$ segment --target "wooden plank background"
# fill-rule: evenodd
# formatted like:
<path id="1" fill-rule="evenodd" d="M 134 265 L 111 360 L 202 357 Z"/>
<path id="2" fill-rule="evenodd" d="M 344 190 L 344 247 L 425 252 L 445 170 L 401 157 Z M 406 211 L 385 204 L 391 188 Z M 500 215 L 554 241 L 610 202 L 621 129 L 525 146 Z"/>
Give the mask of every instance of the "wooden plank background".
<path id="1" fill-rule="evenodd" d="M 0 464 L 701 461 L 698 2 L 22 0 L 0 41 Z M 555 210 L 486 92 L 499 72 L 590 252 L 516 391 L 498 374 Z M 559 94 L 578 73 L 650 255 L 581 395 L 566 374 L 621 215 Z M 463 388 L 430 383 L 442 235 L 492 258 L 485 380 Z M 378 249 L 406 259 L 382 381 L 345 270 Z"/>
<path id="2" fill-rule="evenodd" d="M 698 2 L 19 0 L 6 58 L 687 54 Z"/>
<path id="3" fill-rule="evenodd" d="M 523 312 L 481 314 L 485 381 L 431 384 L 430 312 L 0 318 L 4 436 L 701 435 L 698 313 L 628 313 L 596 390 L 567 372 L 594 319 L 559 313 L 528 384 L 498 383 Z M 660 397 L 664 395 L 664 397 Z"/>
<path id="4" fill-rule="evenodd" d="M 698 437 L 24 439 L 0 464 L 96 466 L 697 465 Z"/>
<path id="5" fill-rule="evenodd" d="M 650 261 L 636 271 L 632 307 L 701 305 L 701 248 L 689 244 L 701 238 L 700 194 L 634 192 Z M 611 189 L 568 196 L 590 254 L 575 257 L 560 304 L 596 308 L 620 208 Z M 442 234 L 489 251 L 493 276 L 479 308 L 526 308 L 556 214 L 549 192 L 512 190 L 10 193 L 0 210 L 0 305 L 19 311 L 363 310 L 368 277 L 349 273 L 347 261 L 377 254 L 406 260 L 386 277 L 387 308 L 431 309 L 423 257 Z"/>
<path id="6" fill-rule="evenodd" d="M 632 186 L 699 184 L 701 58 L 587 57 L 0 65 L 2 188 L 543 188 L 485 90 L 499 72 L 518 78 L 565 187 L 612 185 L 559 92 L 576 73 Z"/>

------------------------------------------------------------------------

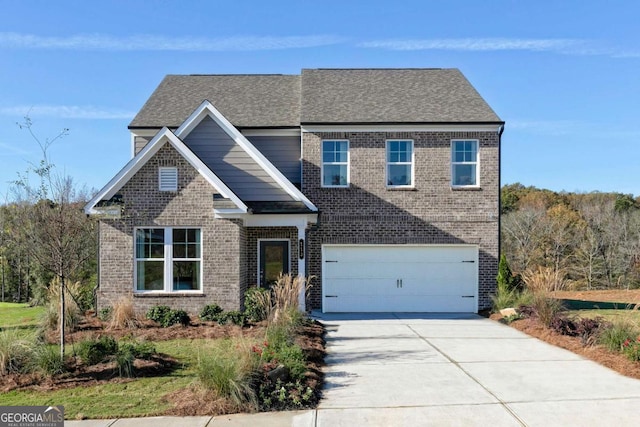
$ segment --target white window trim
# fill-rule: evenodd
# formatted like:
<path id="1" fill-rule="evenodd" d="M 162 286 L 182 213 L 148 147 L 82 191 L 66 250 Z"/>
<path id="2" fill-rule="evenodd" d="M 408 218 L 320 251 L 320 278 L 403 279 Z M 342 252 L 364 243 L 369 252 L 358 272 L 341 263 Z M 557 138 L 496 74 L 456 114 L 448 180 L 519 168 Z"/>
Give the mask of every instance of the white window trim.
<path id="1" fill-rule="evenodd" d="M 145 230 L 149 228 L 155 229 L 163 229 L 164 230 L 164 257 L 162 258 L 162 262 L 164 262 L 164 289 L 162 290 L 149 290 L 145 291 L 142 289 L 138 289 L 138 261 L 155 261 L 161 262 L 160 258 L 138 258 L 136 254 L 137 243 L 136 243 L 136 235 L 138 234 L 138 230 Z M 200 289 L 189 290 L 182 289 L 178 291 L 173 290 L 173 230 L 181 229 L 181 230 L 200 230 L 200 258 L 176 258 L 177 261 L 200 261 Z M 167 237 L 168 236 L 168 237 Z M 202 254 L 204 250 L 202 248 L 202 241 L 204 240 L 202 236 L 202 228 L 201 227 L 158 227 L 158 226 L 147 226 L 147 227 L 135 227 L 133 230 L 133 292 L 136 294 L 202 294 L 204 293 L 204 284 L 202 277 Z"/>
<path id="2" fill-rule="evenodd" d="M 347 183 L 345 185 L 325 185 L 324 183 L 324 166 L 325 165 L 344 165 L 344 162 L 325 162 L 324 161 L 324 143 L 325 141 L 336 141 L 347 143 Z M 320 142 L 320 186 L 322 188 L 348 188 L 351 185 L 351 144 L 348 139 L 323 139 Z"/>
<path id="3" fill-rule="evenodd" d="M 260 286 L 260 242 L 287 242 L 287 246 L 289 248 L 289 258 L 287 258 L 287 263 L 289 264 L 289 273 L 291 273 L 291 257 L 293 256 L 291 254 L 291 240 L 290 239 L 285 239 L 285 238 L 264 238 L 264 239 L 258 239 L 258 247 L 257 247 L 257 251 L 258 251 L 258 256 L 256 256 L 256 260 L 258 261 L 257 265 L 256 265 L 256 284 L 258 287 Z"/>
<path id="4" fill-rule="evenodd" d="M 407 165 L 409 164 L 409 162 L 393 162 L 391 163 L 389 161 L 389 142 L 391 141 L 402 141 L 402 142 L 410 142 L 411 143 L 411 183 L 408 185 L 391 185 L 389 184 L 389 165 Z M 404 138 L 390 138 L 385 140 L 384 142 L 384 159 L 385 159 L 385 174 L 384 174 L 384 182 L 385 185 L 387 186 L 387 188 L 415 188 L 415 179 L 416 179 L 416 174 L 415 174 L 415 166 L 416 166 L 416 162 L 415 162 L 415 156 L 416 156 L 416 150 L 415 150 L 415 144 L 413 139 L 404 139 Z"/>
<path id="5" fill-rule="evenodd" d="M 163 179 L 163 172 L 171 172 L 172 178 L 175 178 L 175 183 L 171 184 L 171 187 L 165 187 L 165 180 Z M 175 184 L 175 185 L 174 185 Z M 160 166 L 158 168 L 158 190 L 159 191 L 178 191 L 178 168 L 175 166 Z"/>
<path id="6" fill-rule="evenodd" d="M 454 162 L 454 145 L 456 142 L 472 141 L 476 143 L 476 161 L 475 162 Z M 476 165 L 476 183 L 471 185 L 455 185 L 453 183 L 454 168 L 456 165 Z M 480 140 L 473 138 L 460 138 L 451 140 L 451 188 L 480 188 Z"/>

------------------------------------------------------------------------

WHAT YOU SHOULD DO:
Every line in the data that holds the string "target" should be copied.

TASK OUTPUT:
$ segment --target "wooden plank background"
$ segment --target white window trim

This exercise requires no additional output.